#### Data records

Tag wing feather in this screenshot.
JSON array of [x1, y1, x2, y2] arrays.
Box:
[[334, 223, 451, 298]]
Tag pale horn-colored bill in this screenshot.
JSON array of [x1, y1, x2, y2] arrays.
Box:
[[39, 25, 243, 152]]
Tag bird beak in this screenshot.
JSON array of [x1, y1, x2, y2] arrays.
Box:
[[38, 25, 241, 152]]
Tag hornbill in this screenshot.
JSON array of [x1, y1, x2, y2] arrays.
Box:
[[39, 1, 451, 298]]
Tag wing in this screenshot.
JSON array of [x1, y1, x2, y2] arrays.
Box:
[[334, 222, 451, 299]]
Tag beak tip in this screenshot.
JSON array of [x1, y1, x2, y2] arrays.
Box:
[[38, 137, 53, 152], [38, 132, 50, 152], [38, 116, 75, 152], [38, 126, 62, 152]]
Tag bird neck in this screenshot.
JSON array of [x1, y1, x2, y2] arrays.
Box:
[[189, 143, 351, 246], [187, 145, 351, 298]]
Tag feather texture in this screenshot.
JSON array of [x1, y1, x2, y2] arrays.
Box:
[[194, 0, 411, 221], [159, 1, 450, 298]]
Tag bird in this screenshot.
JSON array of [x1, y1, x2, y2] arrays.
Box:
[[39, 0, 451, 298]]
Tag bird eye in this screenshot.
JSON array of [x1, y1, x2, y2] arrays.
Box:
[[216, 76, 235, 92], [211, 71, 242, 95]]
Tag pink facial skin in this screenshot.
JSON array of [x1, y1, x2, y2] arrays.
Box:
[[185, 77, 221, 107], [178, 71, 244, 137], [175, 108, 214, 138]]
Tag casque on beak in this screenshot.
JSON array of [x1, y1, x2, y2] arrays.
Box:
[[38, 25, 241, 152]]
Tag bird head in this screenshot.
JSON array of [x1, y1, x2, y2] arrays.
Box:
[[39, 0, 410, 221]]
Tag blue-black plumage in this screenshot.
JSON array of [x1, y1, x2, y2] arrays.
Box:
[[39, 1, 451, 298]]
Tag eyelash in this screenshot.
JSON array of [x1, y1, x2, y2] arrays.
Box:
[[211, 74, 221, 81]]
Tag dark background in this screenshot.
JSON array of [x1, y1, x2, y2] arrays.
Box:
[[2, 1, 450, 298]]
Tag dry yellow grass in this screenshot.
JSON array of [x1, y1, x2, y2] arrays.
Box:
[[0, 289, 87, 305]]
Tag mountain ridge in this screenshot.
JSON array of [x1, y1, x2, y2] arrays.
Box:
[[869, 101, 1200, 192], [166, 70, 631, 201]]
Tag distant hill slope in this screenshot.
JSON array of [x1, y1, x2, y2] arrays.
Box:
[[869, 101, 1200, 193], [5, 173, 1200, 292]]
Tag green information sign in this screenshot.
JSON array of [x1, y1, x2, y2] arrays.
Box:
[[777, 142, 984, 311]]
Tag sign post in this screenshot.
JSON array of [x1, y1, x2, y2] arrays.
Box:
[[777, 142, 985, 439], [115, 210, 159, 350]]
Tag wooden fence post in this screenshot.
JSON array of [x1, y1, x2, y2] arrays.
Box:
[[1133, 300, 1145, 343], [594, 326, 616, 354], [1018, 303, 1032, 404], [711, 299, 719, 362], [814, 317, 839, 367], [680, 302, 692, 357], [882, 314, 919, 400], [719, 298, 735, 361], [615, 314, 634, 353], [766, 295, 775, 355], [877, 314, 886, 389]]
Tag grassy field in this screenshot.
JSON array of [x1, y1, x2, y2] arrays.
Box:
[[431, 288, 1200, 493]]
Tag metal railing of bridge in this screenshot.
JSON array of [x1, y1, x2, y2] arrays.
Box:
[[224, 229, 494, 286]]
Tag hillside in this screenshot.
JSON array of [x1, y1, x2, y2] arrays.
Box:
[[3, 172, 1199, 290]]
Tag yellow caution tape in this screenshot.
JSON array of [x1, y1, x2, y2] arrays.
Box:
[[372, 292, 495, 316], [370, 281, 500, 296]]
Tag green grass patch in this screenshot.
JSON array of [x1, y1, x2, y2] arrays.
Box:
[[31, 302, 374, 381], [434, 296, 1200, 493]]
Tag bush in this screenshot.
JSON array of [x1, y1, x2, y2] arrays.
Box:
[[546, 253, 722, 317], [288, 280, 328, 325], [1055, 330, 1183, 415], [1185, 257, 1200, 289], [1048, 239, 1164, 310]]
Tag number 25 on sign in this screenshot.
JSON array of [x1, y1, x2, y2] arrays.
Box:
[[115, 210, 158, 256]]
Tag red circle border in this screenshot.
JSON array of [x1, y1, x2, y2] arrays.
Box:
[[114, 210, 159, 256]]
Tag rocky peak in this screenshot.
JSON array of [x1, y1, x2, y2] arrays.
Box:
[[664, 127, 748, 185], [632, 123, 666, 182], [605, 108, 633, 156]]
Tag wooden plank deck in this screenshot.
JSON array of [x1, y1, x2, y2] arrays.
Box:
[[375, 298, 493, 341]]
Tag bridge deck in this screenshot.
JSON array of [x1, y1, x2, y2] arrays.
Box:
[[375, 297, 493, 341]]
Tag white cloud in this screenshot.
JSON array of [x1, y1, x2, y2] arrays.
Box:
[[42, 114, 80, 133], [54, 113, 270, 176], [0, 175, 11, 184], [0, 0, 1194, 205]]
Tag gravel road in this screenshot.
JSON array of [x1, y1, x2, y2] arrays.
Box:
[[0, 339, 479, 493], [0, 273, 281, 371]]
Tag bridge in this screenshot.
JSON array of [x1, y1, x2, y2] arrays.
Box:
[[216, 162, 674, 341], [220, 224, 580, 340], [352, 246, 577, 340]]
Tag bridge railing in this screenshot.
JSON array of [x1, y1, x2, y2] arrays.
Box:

########

Tell how many lines in the material hold the word "beak". Reply with the number only.

• Completed task
3